___ DATA RECORDS
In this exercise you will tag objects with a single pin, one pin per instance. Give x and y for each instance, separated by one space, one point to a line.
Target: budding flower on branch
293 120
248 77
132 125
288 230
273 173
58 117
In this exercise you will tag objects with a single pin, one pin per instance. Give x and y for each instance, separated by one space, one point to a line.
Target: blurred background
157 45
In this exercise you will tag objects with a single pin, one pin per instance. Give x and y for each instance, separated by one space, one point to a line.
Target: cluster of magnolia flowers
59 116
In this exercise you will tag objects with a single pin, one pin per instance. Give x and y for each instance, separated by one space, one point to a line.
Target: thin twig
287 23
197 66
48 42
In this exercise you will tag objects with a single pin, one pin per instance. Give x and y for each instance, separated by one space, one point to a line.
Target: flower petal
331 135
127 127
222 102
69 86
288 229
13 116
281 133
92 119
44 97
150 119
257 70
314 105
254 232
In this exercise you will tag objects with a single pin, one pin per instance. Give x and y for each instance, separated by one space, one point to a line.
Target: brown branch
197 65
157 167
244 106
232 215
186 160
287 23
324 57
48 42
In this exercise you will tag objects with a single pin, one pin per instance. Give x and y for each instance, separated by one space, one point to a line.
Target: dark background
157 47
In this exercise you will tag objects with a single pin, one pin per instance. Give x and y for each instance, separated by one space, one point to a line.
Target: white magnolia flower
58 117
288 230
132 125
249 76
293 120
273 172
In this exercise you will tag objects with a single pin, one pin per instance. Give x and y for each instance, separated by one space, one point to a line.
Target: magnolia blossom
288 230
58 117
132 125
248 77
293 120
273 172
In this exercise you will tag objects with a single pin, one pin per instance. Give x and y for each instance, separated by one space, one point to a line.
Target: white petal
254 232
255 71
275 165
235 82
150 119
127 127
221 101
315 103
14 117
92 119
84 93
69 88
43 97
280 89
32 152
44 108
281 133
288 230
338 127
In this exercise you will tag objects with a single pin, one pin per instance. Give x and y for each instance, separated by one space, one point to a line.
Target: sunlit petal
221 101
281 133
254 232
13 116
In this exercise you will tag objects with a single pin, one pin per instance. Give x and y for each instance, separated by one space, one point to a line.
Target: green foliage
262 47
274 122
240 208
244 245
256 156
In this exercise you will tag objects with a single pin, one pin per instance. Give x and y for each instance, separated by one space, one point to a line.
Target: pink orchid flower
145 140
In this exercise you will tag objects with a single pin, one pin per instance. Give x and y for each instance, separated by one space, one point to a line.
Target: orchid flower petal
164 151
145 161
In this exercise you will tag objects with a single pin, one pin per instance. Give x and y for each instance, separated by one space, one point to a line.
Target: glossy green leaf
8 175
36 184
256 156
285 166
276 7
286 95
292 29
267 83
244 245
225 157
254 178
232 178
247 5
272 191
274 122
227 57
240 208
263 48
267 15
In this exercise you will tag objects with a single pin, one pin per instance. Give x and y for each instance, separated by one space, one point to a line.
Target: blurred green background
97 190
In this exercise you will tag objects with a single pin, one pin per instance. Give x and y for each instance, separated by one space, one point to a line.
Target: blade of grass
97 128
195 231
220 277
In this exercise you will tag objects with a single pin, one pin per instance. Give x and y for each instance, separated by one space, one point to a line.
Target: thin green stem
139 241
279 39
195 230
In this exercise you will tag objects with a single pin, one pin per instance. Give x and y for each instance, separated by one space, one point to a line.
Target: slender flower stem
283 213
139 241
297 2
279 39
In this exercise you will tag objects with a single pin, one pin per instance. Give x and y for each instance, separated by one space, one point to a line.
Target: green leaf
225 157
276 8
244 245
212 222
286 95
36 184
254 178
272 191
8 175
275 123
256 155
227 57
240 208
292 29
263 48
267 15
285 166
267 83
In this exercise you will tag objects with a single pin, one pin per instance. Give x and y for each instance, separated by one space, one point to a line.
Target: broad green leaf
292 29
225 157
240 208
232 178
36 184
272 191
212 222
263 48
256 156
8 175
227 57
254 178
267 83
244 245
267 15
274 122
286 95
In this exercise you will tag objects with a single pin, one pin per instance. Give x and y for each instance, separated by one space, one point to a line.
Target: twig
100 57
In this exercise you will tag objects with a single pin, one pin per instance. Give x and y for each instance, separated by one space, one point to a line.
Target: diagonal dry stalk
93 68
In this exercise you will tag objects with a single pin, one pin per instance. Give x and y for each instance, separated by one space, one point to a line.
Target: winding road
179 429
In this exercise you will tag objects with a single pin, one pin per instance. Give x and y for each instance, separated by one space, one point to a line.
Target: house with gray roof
______
• YOUR TASK:
The response should consist of all the entries, copied without any alteration.

• WRITTEN ANSWER:
In this exercise you will tag objects with a single pin, one pin per instance. Give x and y for each instance, separated by one space, one point to a line.
Target: budding flower on branch
293 120
248 77
132 125
288 230
273 173
58 117
In this exercise you will tag objects with a single pin, one pin per instance. Give x and y for each instance, separated by one space, one point to a line.
Target: blurred background
157 45
In this exercise you will tag objects with a single pin, one pin per instance. Give x and y for each instance, separated by one space, one point to a line.
Target: cluster of magnolia flowers
59 116
In this exercise you will tag objects with a single pin, one pin per instance. Give x and y for each instance, separated by one space, one point to a line.
Target: thin twig
287 23
197 66
48 42
In this exercise you will tag objects with a single pin, one pin per instance. Give x and y for each instance, separated by one space, one point to a line.
Target: flower petal
331 135
127 127
222 102
69 86
288 229
13 116
281 133
92 119
44 97
150 119
257 70
314 105
254 232
In this exercise you will tag objects with a single pin, one pin per instance. Give x and y for each instance, separated by one space, one point to a line.
Target: brown branch
197 65
157 167
244 106
232 215
186 160
287 23
324 57
48 42
In this exercise you will tag objects with a single pin, one pin per instance. Give x and y for each instance, separated by one space, one point to a line.
Target: dark background
157 47
In this exercise you will tag objects with a single pin, one pin per instance. Give x and y for each instance, separated by one space, one point to a line.
Target: white magnolia flower
58 117
288 230
132 125
249 76
293 120
273 172
In this exercise you will tag objects with a single pin, one pin per instance. Give x and y for each instance, separated by one space, one point to a line.
Target: magnolia blossom
288 230
58 117
132 125
248 77
293 120
273 172
In this exercise you will tag objects with a single pin, one pin per instance. Give x and y for each instance, separated by one space, one point to a line.
Target: white petal
254 232
255 71
275 165
235 82
150 119
127 127
221 101
315 103
14 117
92 119
84 93
69 88
43 97
280 89
32 152
44 108
281 133
288 230
338 127
In this exercise you will tag objects with a single pin, one pin per instance. Give x and y for each instance, separated by one space, one point to a line.
Target: sunlit petal
221 101
281 133
254 232
13 116
In this exercise you will tag objects with a single pin, one pin per instance. Give x and y for each instance, separated by one space, one point to a line.
Target: green foliage
262 47
274 122
240 208
244 245
256 156
In this exercise you will tag objects with a single pin, one pin per instance. Give x and y for each instance, separated by one space, one point to a line.
Target: pink orchid flower
145 140
In this exercise you will tag objects with a single pin, one pin per instance. Give x and y for each instance, separated by one space, one point to a line.
Target: orchid flower petal
164 151
145 161
In this exercise you will tag objects with a single pin, one pin per instance. Give x and y for each instance, separated by one space, one point to a line.
Target: glossy green leaf
8 175
36 184
256 156
285 166
276 7
286 95
292 29
267 83
244 245
225 157
254 178
232 178
247 5
272 191
274 122
227 57
240 208
263 48
267 15
In this exercise you will tag objects with a single pin, one pin per instance. Give x and y for each instance, separated by one space, one point to a line.
Target: blurred green background
97 190
In this exercise you will tag objects with a single pin, one pin per instance. Give x and y for each instance, separated by one space, one point to a line.
Target: blade of grass
97 128
195 231
220 277
In this exercise you will tag objects with a single pin, one pin per instance. Give x and y for each instance, separated by one space, one point to a line.
Target: thin green stem
139 241
279 39
195 230
In this exercise you will tag objects with a single pin, one pin per instance. Give x and y for each instance, separated by one space, one point to a line.
Target: slender flower stem
283 213
139 241
297 2
279 39
In this exercise you will tag objects with a single pin, one pin per instance. Give x and y for each instance, separated by one space, one point to a line.
Target: green leaf
225 157
276 8
244 245
212 222
286 95
36 184
254 178
272 191
8 175
275 123
256 155
227 57
240 208
292 29
263 48
267 15
285 166
267 83
In this exercise you will tag objects with a single pin, one pin per instance. Give x and y for each instance, separated by one space, one point to a line.
Target: broad green leaf
292 29
225 157
240 208
232 178
36 184
272 191
212 222
263 48
256 156
8 175
227 57
254 178
267 83
244 245
267 15
274 122
286 95
In this exercise you will tag objects with a single pin, one pin per instance. Give x and y for each instance, separated by one space, one point to a line.
Target: twig
100 57
In this exercise you will tag objects with a single pin, one pin per instance. Give x and y for each instance, separated by one space, one point to a line.
Target: diagonal dry stalk
93 68
In this exercise you will tag objects with a single pin, one pin per instance. Give x and y for each instance, separated by one space, one point to a line.
Target: winding road
179 429
In this exercise you will tag objects with a single pin, one pin per instance. Give x and y for each instance, separated by one space, one point to a line.
Target: house with gray roof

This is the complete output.